**Exercise task:**
Format the items below as a two-column CSV with the headers item and boxes, covering only those from the line with "for dog's tail" up to and including the line with "[184,16,220,99]". Give one row per item, with its text and its answer each in a single quoted field and any line breaks turned into spaces.

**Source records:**
* Start *

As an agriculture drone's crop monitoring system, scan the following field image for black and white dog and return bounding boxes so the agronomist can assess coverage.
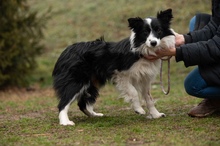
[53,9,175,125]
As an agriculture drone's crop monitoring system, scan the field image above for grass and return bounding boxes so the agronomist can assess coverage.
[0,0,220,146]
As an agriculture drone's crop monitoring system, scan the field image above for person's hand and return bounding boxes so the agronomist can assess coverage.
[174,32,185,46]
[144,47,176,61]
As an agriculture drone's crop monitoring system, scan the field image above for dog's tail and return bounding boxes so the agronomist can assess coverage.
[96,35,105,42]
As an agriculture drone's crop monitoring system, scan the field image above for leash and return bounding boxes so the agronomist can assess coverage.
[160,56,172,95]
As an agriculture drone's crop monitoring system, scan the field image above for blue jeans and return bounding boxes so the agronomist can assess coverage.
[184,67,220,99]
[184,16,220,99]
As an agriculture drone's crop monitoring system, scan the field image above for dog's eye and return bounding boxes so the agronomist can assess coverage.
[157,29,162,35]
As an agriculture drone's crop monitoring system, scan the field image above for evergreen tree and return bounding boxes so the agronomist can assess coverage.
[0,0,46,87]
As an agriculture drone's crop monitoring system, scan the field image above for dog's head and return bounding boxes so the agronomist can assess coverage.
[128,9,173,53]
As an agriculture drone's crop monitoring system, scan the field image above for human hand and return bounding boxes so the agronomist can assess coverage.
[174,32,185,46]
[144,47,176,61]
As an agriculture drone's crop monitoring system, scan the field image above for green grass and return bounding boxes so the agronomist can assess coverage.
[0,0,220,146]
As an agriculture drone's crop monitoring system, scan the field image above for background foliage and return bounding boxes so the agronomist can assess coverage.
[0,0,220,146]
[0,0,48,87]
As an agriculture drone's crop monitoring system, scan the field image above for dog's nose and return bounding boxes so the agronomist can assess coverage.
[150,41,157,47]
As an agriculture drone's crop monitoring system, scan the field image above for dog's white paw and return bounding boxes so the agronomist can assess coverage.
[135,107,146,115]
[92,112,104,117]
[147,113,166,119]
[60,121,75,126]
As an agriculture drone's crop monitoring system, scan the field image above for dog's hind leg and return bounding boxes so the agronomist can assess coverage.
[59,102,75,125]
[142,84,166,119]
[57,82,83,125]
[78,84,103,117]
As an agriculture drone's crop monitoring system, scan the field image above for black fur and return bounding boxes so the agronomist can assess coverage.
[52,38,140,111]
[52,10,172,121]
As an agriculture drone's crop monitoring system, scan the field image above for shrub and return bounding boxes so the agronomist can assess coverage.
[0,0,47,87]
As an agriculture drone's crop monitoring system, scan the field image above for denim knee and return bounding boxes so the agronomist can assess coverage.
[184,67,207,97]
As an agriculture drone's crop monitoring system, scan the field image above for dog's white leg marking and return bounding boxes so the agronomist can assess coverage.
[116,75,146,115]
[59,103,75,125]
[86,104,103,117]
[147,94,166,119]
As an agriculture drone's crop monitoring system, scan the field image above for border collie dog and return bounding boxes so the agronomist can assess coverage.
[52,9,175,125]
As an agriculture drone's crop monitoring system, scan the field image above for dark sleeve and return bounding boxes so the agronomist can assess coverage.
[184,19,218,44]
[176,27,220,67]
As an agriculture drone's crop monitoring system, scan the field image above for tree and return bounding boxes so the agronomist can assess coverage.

* End *
* Start *

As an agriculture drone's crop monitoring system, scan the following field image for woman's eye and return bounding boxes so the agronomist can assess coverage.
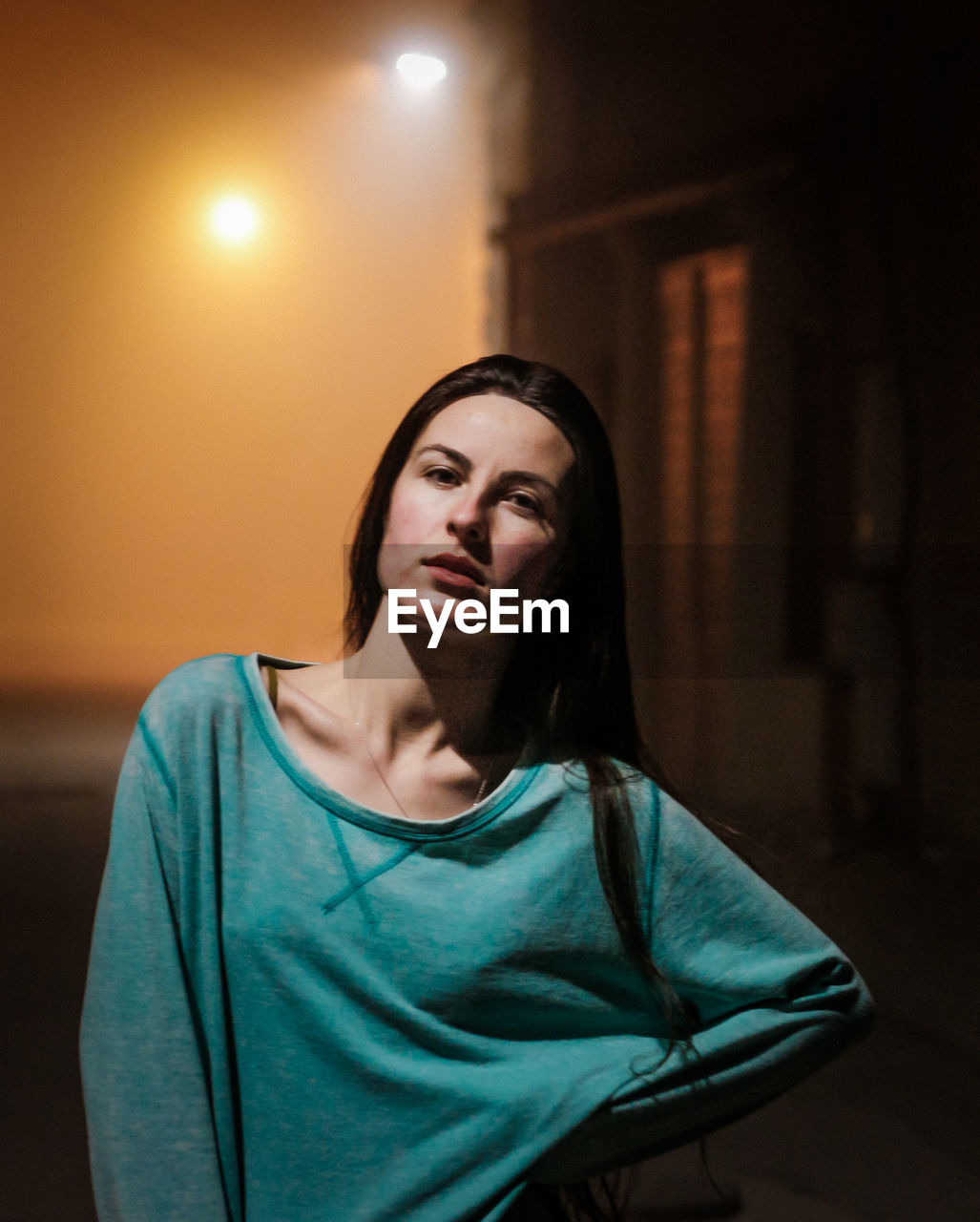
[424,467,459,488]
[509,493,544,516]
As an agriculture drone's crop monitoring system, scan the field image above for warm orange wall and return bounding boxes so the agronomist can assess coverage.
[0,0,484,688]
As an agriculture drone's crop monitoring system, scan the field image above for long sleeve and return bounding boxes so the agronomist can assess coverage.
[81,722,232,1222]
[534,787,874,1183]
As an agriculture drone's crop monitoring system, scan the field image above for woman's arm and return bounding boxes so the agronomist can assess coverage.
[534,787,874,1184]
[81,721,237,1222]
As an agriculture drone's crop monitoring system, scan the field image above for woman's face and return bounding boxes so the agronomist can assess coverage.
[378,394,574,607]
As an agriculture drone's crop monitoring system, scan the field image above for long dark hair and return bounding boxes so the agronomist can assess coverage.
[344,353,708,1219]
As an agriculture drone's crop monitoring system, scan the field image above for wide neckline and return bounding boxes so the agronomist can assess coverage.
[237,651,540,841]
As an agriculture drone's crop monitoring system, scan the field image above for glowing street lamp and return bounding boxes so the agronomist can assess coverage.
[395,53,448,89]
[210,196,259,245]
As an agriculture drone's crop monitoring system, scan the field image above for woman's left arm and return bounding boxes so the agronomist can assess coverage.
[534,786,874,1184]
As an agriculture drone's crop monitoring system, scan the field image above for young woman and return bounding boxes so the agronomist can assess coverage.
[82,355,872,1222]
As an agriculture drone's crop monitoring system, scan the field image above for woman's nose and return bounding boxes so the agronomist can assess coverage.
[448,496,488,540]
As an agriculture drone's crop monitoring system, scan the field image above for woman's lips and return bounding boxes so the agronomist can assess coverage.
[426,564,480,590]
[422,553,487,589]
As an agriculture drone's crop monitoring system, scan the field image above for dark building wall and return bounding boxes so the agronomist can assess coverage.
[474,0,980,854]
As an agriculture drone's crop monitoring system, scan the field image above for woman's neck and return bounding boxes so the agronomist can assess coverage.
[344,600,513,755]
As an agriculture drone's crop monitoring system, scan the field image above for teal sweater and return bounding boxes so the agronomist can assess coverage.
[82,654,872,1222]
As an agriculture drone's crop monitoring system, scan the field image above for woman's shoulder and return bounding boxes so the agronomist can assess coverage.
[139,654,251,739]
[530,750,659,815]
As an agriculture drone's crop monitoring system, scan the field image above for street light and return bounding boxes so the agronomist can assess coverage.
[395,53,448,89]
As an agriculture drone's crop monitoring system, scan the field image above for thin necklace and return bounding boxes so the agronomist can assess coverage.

* End *
* Start *

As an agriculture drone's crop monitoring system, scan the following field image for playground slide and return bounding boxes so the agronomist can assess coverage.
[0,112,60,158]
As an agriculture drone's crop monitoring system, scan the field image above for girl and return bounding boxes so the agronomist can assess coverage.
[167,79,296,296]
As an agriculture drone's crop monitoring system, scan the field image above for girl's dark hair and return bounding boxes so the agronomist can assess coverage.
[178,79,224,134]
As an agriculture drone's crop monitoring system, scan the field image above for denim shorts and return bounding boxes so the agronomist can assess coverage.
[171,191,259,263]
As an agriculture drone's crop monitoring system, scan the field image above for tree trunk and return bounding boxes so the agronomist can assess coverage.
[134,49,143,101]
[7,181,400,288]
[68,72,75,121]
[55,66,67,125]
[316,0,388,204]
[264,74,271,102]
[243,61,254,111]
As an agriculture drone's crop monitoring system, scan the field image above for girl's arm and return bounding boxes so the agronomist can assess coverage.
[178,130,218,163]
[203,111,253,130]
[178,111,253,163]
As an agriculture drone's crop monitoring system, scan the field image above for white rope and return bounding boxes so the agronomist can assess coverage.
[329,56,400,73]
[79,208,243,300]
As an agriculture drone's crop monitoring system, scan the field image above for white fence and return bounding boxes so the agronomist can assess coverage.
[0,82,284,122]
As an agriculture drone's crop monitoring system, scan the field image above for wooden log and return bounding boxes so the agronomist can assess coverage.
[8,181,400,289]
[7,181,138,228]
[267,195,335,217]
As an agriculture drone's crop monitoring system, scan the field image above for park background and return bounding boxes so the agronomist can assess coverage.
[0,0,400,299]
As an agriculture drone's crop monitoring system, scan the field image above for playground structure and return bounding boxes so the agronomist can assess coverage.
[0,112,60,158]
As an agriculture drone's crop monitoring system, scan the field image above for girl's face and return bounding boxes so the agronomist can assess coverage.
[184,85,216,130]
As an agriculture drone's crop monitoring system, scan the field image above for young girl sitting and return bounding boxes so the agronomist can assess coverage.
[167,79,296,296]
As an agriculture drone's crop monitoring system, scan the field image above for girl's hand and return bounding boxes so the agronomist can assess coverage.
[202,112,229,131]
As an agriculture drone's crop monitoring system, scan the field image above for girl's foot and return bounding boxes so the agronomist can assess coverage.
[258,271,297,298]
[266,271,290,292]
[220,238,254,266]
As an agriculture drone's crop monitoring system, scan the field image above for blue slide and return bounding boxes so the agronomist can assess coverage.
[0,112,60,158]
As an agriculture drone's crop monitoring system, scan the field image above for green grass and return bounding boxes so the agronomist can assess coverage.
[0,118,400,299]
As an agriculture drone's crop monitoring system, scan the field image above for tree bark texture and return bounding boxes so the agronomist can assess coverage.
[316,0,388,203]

* End *

**Correct response:**
item,boxes
"As an agriculture drone's crop monitoring system, scan the field image above for dog's tail and return bounding boxes so the agronomist can assess coverage.","[96,35,105,42]"
"As an agriculture drone's crop monitoring system, scan the field image above for leash and return bounding boxes so the agronomist can assess coverage.","[160,56,172,95]"
"As an agriculture drone's crop monitoring system, scan the field image above for blue jeans and return bounding boxes so the agronomist can assess coverage.","[184,67,220,99] [184,16,220,99]"